(Image-grounded pointing data)

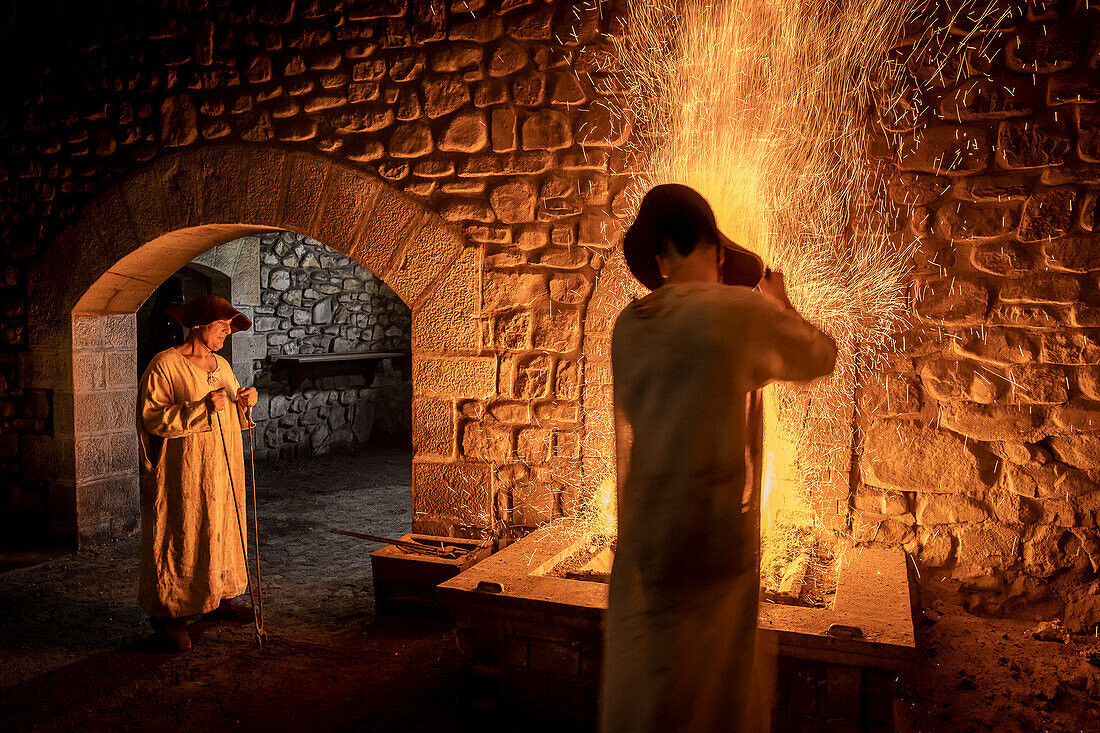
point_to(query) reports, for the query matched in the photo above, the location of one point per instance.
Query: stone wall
(981, 440)
(498, 118)
(315, 299)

What the task requires: Retype all records exactly as shown above, images excluded.

Answer to this task:
point_to(query) reports, for the query matched in the photo above, the location of one point per instance.
Query: stone wall
(981, 440)
(498, 118)
(315, 299)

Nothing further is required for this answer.